>>
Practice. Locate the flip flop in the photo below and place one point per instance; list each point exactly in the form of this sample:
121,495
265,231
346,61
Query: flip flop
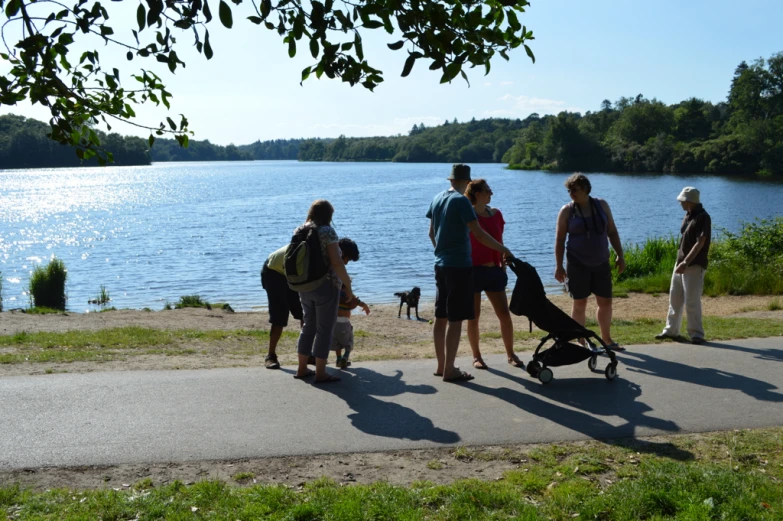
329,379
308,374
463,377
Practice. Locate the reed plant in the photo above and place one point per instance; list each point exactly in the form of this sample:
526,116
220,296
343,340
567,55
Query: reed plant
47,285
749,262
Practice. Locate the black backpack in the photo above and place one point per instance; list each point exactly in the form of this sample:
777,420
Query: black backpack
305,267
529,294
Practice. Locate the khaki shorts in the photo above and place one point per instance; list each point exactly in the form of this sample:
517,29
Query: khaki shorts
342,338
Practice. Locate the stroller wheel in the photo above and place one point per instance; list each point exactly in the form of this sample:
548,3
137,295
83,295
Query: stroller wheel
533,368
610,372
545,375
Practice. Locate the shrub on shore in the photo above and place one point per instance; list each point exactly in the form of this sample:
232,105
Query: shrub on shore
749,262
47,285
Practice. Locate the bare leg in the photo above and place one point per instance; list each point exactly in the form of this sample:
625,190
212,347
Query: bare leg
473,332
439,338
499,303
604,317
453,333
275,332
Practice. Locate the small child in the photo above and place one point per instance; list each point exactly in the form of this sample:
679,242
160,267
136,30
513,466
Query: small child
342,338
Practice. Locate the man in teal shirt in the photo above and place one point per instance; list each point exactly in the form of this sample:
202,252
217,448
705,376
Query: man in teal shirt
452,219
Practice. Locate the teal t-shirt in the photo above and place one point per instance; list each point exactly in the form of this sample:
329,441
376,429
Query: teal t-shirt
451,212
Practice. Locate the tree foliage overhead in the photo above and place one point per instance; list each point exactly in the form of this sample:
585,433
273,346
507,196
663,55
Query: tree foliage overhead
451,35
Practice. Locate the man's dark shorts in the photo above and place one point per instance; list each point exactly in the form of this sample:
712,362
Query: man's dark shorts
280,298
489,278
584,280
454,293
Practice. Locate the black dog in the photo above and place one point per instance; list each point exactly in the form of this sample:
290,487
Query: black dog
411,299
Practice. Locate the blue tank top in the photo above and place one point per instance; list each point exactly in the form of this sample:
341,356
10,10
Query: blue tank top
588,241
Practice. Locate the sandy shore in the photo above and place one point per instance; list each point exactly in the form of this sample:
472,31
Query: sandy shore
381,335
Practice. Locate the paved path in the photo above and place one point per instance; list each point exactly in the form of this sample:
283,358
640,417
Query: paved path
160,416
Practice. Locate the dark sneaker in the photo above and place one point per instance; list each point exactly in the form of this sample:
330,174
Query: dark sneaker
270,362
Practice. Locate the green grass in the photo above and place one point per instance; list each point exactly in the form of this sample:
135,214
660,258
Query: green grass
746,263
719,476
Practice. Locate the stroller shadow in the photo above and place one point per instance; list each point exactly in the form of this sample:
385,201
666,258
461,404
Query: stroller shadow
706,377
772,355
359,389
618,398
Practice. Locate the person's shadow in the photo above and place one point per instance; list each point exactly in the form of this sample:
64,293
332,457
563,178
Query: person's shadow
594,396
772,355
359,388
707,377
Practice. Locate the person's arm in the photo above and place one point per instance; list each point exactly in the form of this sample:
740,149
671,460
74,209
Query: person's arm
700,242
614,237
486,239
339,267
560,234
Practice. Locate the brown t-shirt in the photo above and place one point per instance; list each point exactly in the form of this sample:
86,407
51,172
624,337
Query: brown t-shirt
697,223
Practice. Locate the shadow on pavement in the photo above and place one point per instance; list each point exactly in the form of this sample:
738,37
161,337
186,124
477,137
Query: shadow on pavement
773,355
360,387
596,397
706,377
<<
Leave images out of the retyped records; keep all else exact.

Practice. Locate the flip flop in the photo below and place one point per instance; list each point exactly in the form of this sample:
121,495
265,231
346,61
Query: flip flop
329,379
308,374
463,377
Practice. Locate the reed plant in the photo above and place one point per instance; list each point exactly in the form of this sample:
526,116
220,296
343,340
567,55
Query: reed plant
47,285
749,262
Practice. Locate the black backpack in the photo above and place one point per instance; list each point exactly in the form of this sample:
777,420
Query: black backpack
305,267
529,294
Practice. Locate the khaki shorts in the photo above and place one point per instance; list each point exactly in the form of this sample:
517,29
Query: khaki shorts
342,338
Practice. Locate the stroller wheel in the photo above and place one point per instance; list each point exactly in the form of this sample:
548,3
137,295
83,295
Query: stroller wheel
533,368
610,372
545,375
Practice. Locate the shrub on shore in the photo above and place one point per instance; list each point exactly in the form of this sample:
232,105
Query: shrub on shore
749,262
47,285
Practice. Locate the bare leg in the photo above and place one point per instance; list each point exactly in the form of this sample:
625,190
212,347
Query: bare leg
473,332
439,338
499,303
604,317
453,333
275,332
Practice. Locate the small child in the photo above and place one point per instance; list each point exactly in the form of this sample:
679,242
160,267
136,30
513,466
Query: small child
342,338
Practice. Locate the man in teal shirt in the photo above and place one point per instance; list each point exactly in the form of this sample:
202,252
217,448
705,376
Query: man in teal shirt
452,219
Practice. Locate the teal t-shirt in the photo above and place one point per instance; list each point exactly in the form of this sample:
329,441
376,429
Query: teal t-shirt
451,212
Practice. Locate the tree foliage overhead in the photo above and place one point per instance; list each point exactly in the form of this sample:
585,433
273,346
507,196
663,55
Query: tree foliage overhead
451,35
Practice. Locate the man's dark shorts in the photo above and place one point per instance; list each point exactly in the form of this sample:
712,362
Query: man's dark shorts
280,298
489,278
584,280
454,293
Practice. Locate the black dog in the photo above and place one point per instance; list each point exactly in the form of this sample:
290,487
Query: black dog
411,299
Practice. Locate the blue tank top in the photo above and place one point per instance; list each point exactly in the form of this sample:
341,356
10,10
Query: blue tank top
588,241
Practice. Locate the sandy shore in the photo above and place one point per instance; list each point exactly in the form of this sample:
472,31
Query: sandy shore
381,335
Practice. Locate the paved path in the photo above and place one point per instance; list each point exactly in the form of this sample:
283,358
640,417
Query: paved path
160,416
Practice. Locate the dark sneaker in the photo above and place one point per instance; list each point exactly in the form of this sample:
330,174
Query: dark sneaker
270,362
Practice. Locate the green grass in the photo above and place one point per instance; list each point exactly in the form of this sample:
135,214
660,258
Query: green grass
746,263
719,476
Practice. Locate the stroller shadow in the photo above and place one point per instance; list each point exactly in the form of this sample:
385,201
666,258
461,404
Query: stroller shadow
706,377
772,355
359,389
618,398
Practice. Locate the person's shadow in the photo above and place one point per instance; list each point exactly in the form of this sample:
64,293
332,457
563,178
Query: person's shadow
594,396
772,355
359,388
707,377
Practice. Locate the person's arm in the photo above and place one point per instance; list each point exactly in the form of this sample:
740,149
671,460
74,209
Query: person's arm
700,242
614,237
486,239
339,267
560,234
Practice. Locate the brown t-shirt in the photo above and place one point per instance; list each point exactly in the form of this sample:
86,407
51,172
624,337
Query: brown t-shirt
697,223
Practice. Locate the shadow on pavement in the photo above and place one point per instance; list each point exactly in the form of this sample:
738,37
161,337
186,124
477,137
Query: shadow on pavement
773,355
360,387
596,397
706,377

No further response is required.